> _SET PROBLEM_:
Begin at the line that has "If you could identify the bare" and stop after the last line of the material. Write out each of those lines again, requests included, and shift every coordinate in the answers up by 54.

(Entries drawn from a collection)
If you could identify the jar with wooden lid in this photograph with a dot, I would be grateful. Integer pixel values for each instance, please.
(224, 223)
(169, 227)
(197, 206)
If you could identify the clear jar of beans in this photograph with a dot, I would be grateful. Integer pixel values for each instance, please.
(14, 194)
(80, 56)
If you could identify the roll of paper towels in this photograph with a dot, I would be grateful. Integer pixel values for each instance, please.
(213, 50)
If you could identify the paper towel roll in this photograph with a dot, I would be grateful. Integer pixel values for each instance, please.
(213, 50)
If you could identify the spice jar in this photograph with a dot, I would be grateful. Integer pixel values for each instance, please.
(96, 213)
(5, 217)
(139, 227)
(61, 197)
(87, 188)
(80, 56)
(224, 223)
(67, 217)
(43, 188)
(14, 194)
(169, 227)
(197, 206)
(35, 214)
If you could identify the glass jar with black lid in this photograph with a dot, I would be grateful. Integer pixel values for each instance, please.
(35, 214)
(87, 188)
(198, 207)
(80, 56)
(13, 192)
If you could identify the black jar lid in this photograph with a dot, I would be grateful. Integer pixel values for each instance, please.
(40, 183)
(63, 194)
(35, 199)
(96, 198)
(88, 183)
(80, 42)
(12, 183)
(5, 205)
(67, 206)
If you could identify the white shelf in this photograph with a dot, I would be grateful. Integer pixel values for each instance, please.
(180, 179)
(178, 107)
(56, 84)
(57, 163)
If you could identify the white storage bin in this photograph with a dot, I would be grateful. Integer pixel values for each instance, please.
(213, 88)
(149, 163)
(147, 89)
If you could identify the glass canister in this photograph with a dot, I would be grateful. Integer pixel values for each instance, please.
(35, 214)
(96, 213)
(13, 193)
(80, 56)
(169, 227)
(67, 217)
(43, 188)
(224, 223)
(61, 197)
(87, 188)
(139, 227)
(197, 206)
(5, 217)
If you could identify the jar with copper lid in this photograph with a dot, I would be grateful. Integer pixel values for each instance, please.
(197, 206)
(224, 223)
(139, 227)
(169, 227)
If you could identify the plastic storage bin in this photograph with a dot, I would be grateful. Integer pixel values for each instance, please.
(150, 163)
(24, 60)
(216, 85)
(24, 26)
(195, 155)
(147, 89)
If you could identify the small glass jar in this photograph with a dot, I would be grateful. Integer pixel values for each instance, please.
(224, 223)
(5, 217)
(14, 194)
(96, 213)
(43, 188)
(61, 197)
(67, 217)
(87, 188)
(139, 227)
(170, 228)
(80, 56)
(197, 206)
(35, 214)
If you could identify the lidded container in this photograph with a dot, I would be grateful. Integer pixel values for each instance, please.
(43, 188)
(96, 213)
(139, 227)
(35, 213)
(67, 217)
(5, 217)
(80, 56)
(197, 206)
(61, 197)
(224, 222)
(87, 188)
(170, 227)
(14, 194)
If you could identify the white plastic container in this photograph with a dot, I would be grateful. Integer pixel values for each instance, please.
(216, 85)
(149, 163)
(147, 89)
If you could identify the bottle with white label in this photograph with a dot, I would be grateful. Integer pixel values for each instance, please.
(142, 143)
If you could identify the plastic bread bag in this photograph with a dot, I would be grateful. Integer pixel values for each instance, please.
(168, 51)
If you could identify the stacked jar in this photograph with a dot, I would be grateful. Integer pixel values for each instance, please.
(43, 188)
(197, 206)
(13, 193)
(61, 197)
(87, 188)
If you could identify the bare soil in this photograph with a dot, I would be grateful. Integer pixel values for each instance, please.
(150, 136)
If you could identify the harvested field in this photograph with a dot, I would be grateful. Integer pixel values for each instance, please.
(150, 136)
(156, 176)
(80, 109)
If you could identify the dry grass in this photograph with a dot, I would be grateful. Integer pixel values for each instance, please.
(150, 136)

> _COMPLETED TASK_:
If you could identify the bare soil in this photograph with a dot, I would be grateful. Integer pixel values for each instance, please.
(204, 190)
If you could identify the harvested field in this photograph with a dot, I would be grateful. Integer pixel values for each instance, please.
(204, 190)
(210, 230)
(134, 163)
If you could identify the dry grass in this photograph with a dot, I would be grateful. Integer pixel values for each instance, please.
(204, 190)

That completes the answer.